Transcribe every line of the listing below verbatim, keeping each coordinate pair in its original order.

— Begin TASK INPUTS —

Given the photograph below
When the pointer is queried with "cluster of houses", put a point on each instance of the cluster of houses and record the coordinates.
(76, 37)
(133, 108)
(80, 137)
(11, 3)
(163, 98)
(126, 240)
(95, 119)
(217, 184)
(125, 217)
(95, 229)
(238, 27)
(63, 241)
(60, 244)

— End TASK INPUTS —

**ANSWER IN FULL**
Given the photograph below
When the pointer is queried with "cluster of houses", put a point on each instance of the cluster of houses and record the coordinates.
(76, 37)
(133, 108)
(80, 137)
(11, 3)
(163, 98)
(126, 240)
(95, 119)
(217, 184)
(125, 217)
(95, 229)
(238, 27)
(63, 241)
(60, 244)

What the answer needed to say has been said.